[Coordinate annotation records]
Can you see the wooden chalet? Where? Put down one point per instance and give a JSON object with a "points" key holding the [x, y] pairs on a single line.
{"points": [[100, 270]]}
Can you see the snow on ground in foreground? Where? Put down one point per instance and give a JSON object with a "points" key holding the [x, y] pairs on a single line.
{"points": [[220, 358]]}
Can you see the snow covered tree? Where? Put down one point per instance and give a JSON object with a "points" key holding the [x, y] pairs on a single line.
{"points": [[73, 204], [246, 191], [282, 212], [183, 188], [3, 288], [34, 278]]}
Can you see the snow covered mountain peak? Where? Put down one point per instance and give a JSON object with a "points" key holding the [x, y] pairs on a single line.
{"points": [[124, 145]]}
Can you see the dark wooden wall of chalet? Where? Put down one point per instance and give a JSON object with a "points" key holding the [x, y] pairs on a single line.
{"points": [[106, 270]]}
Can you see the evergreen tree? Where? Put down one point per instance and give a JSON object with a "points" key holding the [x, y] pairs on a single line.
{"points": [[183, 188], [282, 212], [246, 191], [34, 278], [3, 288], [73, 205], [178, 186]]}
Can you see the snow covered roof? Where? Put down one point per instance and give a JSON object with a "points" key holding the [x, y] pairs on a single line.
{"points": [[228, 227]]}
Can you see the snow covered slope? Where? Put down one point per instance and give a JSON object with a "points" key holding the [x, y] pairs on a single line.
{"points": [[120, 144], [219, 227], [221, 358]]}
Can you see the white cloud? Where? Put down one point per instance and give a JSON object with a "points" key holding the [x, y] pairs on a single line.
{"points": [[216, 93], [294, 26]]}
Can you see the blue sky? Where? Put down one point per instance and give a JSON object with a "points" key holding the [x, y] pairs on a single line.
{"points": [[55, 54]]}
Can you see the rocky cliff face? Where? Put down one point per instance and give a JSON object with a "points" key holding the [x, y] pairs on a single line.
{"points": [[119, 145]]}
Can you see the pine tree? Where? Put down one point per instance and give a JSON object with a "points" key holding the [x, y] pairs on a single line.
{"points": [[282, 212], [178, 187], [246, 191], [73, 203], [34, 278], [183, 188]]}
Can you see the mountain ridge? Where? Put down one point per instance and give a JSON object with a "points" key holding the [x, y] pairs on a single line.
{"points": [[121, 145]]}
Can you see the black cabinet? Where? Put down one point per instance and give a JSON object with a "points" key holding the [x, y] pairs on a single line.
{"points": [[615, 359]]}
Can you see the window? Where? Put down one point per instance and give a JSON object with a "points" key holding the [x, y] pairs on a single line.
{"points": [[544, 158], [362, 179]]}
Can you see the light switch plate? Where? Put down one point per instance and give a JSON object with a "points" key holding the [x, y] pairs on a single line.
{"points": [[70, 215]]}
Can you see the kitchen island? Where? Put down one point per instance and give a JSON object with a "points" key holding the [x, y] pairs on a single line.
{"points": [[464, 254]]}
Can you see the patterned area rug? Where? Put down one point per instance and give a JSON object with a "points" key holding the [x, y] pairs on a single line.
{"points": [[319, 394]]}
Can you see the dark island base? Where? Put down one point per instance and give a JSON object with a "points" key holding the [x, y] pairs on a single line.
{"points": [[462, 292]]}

◆ **What you have to do**
Transcribe all of the entries without altering anything.

◆ **Exercise response**
Can you see the wooden chalet? Where? Put down one point per instance and give a JSON object with a "points" key holding the [x, y] pairs on a single line.
{"points": [[100, 270]]}
Can you see the snow on ground in foreground? Where? Put down one point per instance and give a JSON object with a "points" key holding the [x, y] pairs on a single line.
{"points": [[220, 358]]}
Can you see the snow covered tree? Where? Put down one point per instance and give a JSON object with a "points" key holding the [x, y] pairs on a single line.
{"points": [[73, 204], [246, 191], [282, 212], [183, 188], [3, 288], [34, 278]]}
Can you see the snow covered mountain peak? Where? Put down one point per instance and give a JSON object with a "points" key holding the [x, y] pairs on a single line.
{"points": [[124, 145]]}
Can you see the dark wooden wall of chalet? Where? Put down one point per instance and give a JSON object with a "points" key holding the [x, y] pairs on a single line.
{"points": [[106, 270]]}
Can you see the evergreen tree? Where? Put down one point per instance and give a JSON object with a "points" key holding the [x, y] pairs on a single line.
{"points": [[183, 188], [282, 212], [246, 191], [34, 278], [3, 288], [73, 205], [178, 186]]}
Can you see the snow covered roof? Where? Put down one point per instance and give a JSON object with a "points" key holding the [x, y] pairs on a single line.
{"points": [[228, 227]]}
Can you see the snow covered slope? Where? Put down one point per instance and give a JSON object with a "points" key holding the [x, y] pairs on a single line.
{"points": [[120, 144], [219, 227], [221, 358]]}
Can you see the white cloud? Where? Put down one point per instance and give a JSON object with a "points" key holding the [x, y] pairs on a single line.
{"points": [[216, 93], [294, 26]]}
Can you see the blue sky? Where? Put down one point per instance and give a JSON object with a "points" key holding the [x, y] pairs on a single line.
{"points": [[55, 54]]}
Can you see the rocky cliff face? Where? Put down one point per instance and give a JSON object with a "points" key holding the [x, y] pairs on a single line.
{"points": [[119, 145]]}
Can you see the pine tree? Where? Put down one point per instance and give a JSON object with a "points" key holding the [x, y] pairs on a single line.
{"points": [[282, 212], [178, 187], [246, 191], [73, 203], [34, 278], [183, 188]]}
Can you see the mountain ridge? Where? Put down one point per instance and give a JSON object with a "points" key holding the [x, y] pairs on a single line.
{"points": [[121, 145]]}
Can you see the black cabinet? Where? Put down one point per instance and give a JSON object with a "points" key holding the [x, y] pairs on a single line.
{"points": [[615, 359]]}
Can you see the window? Where? Put down one point per instance and give a JSON object with a "points" key holding the [x, y] pairs on a single line.
{"points": [[544, 158], [362, 179]]}
Can you see the light switch plate? Where? Put down one point per instance and give a JSON object with a "points" key holding the [x, y] pairs on a single line.
{"points": [[70, 215]]}
Can you see the kitchen island? Where? Put down one point per instance and give a JSON object with a "points" key holding the [x, y] pairs on a single line.
{"points": [[464, 254]]}
Can you see the patterned area rug? Where? Put down one point per instance and give a JSON object with a "points" key holding the [x, y] pairs on a single line.
{"points": [[319, 394]]}
Can you see the dark island base? Where? Put down one point per instance and give a JSON object with a "points" key holding the [x, y] pairs on a single line.
{"points": [[462, 292]]}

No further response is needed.